**To do**
Once you reach the line with "of the mossy", copy it and every line after it exactly, up to the end of the data. Omit the pictures.

(Source data)
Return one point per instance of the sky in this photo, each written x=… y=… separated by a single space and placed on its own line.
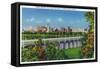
x=55 y=18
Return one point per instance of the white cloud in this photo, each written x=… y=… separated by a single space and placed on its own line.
x=31 y=19
x=60 y=19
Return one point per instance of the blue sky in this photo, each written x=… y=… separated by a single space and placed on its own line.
x=55 y=18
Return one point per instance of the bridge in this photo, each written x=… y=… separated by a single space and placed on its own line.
x=64 y=42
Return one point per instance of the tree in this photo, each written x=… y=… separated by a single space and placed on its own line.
x=90 y=18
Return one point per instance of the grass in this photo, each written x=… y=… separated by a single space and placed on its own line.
x=73 y=53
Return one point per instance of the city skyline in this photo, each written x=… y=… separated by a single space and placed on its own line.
x=55 y=18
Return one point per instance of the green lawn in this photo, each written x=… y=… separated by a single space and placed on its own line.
x=73 y=53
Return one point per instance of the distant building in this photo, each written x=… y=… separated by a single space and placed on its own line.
x=79 y=30
x=40 y=29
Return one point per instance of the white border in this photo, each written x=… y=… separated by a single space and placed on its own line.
x=52 y=8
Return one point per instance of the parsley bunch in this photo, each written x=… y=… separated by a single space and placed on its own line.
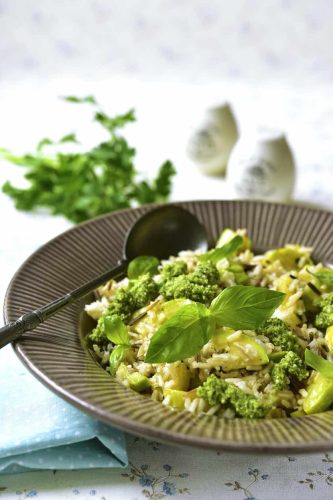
x=86 y=184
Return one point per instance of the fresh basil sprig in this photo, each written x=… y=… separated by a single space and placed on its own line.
x=144 y=264
x=191 y=327
x=117 y=333
x=217 y=254
x=318 y=363
x=245 y=307
x=182 y=336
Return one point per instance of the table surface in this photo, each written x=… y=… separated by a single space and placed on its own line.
x=158 y=470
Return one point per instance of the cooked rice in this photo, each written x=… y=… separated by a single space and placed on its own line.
x=253 y=378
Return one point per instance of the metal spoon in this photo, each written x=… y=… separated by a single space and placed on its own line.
x=162 y=232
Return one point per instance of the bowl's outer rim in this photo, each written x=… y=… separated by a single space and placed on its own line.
x=137 y=428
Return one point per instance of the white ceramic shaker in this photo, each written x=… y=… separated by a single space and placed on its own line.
x=212 y=140
x=262 y=167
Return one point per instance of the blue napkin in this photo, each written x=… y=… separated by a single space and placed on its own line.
x=39 y=430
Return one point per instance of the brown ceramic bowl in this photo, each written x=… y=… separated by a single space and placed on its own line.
x=57 y=357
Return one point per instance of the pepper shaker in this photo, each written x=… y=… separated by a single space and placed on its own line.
x=211 y=142
x=262 y=167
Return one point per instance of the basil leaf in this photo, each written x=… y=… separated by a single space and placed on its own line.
x=116 y=330
x=182 y=336
x=325 y=276
x=144 y=264
x=217 y=254
x=318 y=363
x=116 y=357
x=245 y=307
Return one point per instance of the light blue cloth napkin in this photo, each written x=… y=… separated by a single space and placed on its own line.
x=39 y=430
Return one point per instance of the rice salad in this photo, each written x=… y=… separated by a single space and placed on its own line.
x=226 y=332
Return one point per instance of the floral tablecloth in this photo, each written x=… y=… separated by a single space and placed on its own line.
x=159 y=471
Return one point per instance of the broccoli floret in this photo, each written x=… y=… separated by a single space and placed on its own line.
x=279 y=334
x=199 y=285
x=174 y=269
x=325 y=318
x=216 y=390
x=126 y=301
x=290 y=364
x=205 y=273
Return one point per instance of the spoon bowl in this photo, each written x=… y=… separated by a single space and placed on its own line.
x=162 y=232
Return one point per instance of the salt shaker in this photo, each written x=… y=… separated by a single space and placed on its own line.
x=262 y=167
x=211 y=142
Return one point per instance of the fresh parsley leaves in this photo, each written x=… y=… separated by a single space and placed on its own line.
x=82 y=185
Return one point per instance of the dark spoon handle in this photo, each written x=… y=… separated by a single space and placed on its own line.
x=31 y=320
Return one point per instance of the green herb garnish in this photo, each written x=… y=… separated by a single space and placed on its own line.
x=191 y=327
x=182 y=336
x=116 y=332
x=81 y=185
x=144 y=264
x=318 y=363
x=245 y=307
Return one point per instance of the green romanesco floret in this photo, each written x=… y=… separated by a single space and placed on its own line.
x=97 y=336
x=216 y=391
x=128 y=299
x=175 y=268
x=280 y=335
x=290 y=365
x=200 y=285
x=325 y=317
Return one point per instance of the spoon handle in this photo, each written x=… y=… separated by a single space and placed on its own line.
x=31 y=320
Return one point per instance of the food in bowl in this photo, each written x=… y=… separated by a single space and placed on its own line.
x=226 y=332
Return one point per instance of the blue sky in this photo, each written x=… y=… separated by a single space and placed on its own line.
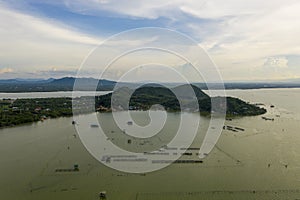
x=248 y=40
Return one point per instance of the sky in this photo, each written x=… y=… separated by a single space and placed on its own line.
x=249 y=40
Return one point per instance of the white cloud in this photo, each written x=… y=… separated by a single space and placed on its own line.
x=6 y=70
x=30 y=43
x=241 y=36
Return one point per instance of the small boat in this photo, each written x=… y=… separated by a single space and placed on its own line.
x=102 y=195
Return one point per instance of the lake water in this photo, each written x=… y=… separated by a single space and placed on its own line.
x=262 y=162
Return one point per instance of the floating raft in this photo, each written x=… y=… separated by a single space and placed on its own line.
x=178 y=161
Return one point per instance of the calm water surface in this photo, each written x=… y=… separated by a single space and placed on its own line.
x=263 y=162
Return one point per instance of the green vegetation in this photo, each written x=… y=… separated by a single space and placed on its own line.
x=20 y=111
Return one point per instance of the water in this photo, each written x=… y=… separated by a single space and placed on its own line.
x=263 y=162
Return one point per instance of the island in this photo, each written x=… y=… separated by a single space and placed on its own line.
x=20 y=111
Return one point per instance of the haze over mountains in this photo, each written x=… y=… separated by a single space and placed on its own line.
x=67 y=83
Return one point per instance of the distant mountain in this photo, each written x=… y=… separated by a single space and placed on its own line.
x=51 y=85
x=144 y=98
x=88 y=84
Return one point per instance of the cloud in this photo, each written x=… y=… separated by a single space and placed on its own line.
x=276 y=62
x=30 y=42
x=240 y=36
x=6 y=70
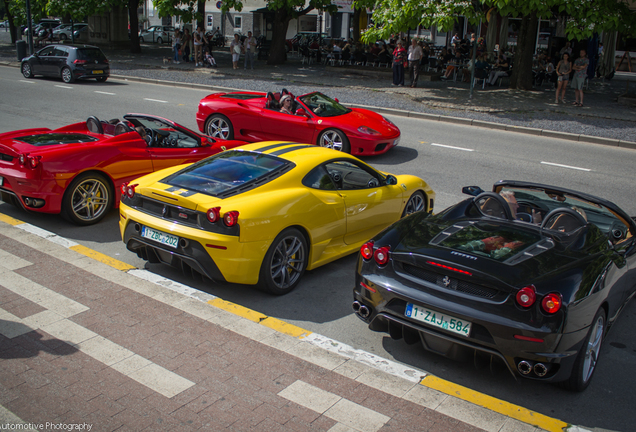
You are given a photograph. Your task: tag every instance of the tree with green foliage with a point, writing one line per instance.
(584, 19)
(284, 12)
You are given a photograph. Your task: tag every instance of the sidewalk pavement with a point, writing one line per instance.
(90, 343)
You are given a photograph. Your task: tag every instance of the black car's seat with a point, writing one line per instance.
(94, 125)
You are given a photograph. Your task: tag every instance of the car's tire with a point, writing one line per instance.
(415, 204)
(587, 358)
(26, 70)
(220, 127)
(284, 263)
(67, 75)
(88, 198)
(334, 139)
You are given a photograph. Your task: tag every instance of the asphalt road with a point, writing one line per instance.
(448, 156)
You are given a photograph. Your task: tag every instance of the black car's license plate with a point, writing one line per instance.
(437, 319)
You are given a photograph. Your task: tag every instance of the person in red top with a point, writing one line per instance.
(399, 58)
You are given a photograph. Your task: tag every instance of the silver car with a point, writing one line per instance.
(159, 34)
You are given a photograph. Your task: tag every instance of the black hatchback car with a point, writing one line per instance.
(70, 62)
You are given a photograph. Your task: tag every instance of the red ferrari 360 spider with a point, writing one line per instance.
(312, 118)
(77, 170)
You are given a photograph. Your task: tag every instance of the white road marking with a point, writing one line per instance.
(54, 320)
(452, 147)
(565, 166)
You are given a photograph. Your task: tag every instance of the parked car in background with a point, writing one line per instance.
(42, 25)
(69, 62)
(64, 31)
(158, 34)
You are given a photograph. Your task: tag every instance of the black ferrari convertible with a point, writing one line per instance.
(530, 274)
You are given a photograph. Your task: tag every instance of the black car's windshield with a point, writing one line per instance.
(91, 54)
(229, 172)
(42, 140)
(491, 240)
(322, 105)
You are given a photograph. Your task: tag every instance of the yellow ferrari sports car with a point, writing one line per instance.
(264, 213)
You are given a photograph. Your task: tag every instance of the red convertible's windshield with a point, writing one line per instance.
(322, 105)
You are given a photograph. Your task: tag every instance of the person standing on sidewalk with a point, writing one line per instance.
(235, 49)
(563, 71)
(185, 44)
(580, 73)
(399, 59)
(249, 46)
(414, 57)
(176, 45)
(198, 50)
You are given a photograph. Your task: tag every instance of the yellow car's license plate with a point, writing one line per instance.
(161, 237)
(437, 319)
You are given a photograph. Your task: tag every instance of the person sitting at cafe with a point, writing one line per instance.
(501, 69)
(452, 64)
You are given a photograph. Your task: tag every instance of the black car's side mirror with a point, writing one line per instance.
(472, 190)
(390, 180)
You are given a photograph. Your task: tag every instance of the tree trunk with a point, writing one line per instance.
(201, 10)
(133, 19)
(521, 78)
(356, 24)
(277, 52)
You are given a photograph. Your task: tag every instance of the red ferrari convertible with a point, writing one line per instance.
(313, 118)
(77, 170)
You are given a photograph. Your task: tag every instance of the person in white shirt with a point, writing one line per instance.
(414, 57)
(249, 46)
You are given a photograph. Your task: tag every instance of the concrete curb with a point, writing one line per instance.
(403, 113)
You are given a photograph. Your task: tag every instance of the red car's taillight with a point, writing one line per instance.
(213, 214)
(526, 296)
(381, 255)
(230, 218)
(29, 161)
(551, 303)
(367, 250)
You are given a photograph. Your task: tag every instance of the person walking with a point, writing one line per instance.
(186, 38)
(564, 67)
(414, 57)
(235, 49)
(176, 45)
(580, 73)
(249, 46)
(198, 50)
(399, 59)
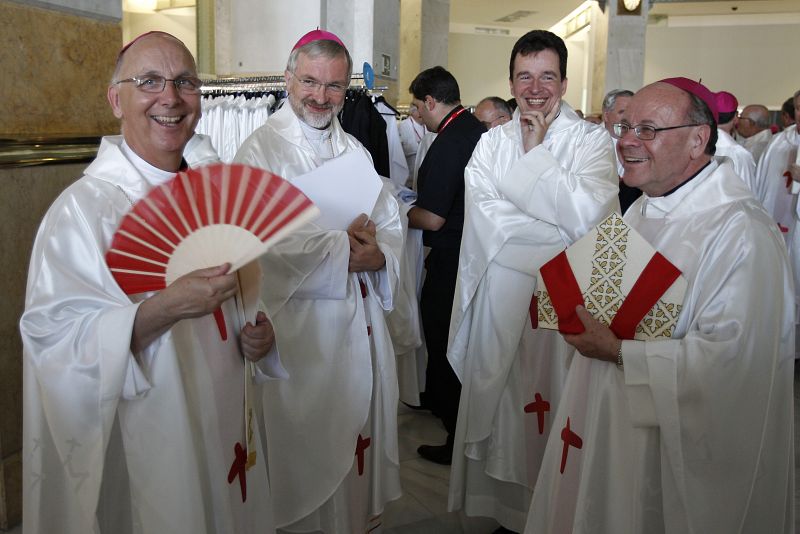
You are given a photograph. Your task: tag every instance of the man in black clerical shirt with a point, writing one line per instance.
(439, 212)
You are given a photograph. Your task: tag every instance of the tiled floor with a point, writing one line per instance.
(423, 507)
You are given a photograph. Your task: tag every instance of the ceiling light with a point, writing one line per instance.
(492, 31)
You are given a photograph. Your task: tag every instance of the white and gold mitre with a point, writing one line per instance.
(620, 279)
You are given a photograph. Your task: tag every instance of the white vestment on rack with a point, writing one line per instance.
(695, 434)
(398, 168)
(743, 163)
(337, 348)
(521, 210)
(405, 322)
(411, 134)
(115, 442)
(756, 144)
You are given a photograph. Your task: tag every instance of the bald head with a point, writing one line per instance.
(753, 119)
(678, 149)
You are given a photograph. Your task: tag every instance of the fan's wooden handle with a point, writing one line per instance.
(223, 331)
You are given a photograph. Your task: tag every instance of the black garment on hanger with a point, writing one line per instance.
(360, 119)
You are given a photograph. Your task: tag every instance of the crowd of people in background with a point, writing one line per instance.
(133, 404)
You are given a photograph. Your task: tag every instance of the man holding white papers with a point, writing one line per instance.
(778, 179)
(134, 406)
(333, 439)
(533, 186)
(693, 433)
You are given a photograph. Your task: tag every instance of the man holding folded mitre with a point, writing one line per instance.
(693, 433)
(333, 428)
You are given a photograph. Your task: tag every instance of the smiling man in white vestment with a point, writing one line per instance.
(778, 192)
(533, 186)
(692, 434)
(133, 406)
(334, 452)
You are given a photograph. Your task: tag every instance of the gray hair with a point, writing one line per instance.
(124, 52)
(321, 48)
(611, 98)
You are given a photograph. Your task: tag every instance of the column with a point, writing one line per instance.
(619, 45)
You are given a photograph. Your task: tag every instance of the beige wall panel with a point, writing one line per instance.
(27, 193)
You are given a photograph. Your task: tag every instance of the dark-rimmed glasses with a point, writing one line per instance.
(156, 84)
(642, 131)
(312, 85)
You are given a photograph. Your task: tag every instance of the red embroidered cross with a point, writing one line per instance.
(569, 438)
(239, 469)
(540, 406)
(223, 331)
(361, 446)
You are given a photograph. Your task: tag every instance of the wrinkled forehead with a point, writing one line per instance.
(545, 60)
(660, 104)
(158, 54)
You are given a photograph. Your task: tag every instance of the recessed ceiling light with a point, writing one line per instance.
(515, 16)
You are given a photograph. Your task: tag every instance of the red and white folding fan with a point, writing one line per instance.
(202, 218)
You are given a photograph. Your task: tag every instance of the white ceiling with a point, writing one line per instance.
(547, 13)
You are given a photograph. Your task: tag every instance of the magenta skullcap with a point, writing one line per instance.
(726, 102)
(317, 35)
(697, 89)
(124, 48)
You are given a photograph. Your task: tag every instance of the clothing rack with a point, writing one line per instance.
(267, 84)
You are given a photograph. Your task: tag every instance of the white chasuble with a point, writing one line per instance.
(339, 406)
(695, 433)
(115, 442)
(521, 210)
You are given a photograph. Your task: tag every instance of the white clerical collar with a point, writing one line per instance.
(320, 140)
(153, 175)
(660, 207)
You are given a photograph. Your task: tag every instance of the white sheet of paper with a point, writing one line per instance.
(342, 188)
(795, 184)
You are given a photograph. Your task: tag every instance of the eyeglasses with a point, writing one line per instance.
(312, 85)
(156, 84)
(488, 124)
(642, 131)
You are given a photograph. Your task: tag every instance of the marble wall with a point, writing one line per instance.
(56, 58)
(56, 66)
(26, 194)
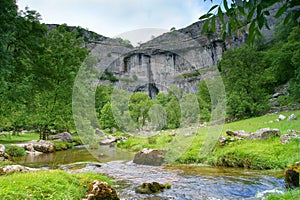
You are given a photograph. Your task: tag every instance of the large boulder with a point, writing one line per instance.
(41, 146)
(292, 176)
(152, 188)
(264, 133)
(149, 157)
(62, 137)
(101, 191)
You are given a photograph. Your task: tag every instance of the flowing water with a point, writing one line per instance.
(187, 182)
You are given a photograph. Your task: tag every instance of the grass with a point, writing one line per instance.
(9, 138)
(289, 195)
(54, 184)
(255, 154)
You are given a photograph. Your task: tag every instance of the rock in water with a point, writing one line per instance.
(149, 157)
(101, 191)
(292, 176)
(62, 137)
(152, 188)
(42, 146)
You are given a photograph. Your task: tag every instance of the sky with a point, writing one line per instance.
(114, 18)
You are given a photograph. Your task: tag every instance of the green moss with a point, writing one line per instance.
(47, 185)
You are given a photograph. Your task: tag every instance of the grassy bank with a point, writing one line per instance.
(256, 154)
(291, 194)
(9, 138)
(47, 185)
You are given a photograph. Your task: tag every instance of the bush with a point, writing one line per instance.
(15, 151)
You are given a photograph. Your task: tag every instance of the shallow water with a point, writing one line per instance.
(188, 182)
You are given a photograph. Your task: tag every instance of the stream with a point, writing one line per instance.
(187, 182)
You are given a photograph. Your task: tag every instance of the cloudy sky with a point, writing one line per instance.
(114, 17)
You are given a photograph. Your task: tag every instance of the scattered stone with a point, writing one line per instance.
(286, 138)
(292, 117)
(149, 157)
(264, 133)
(101, 191)
(152, 188)
(62, 137)
(240, 133)
(108, 140)
(42, 146)
(9, 169)
(281, 117)
(292, 176)
(99, 132)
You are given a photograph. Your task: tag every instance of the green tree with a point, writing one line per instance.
(55, 72)
(250, 16)
(139, 106)
(245, 78)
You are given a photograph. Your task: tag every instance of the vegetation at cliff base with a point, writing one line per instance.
(53, 184)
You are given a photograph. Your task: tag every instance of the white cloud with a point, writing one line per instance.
(113, 17)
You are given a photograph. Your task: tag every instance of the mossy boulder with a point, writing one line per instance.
(152, 188)
(101, 191)
(292, 176)
(147, 156)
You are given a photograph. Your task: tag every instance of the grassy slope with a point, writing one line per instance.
(8, 138)
(264, 154)
(54, 184)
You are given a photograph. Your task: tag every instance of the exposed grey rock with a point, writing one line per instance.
(62, 137)
(101, 190)
(292, 117)
(149, 157)
(264, 133)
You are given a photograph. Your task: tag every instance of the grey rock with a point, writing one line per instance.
(281, 117)
(62, 137)
(149, 157)
(42, 146)
(101, 190)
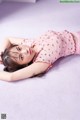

**Response to this task**
You are given a photograph. Your task: tag every instance of the mossy boulder with a point, writing one line per instance.
(152, 188)
(101, 191)
(292, 176)
(147, 156)
You are given a photograph. Your task: tag every instance of the grassy slope with a point, writing one line per instance.
(8, 138)
(264, 154)
(54, 184)
You are given a photograph. Your task: tag every instance of the exposed grey rock with a point, writing one line per instance.
(62, 137)
(101, 190)
(292, 117)
(149, 157)
(264, 133)
You are given a photograph. Your task: tag every instance of the grey rock with a point, writing one line per instance.
(281, 117)
(62, 137)
(149, 157)
(42, 146)
(101, 190)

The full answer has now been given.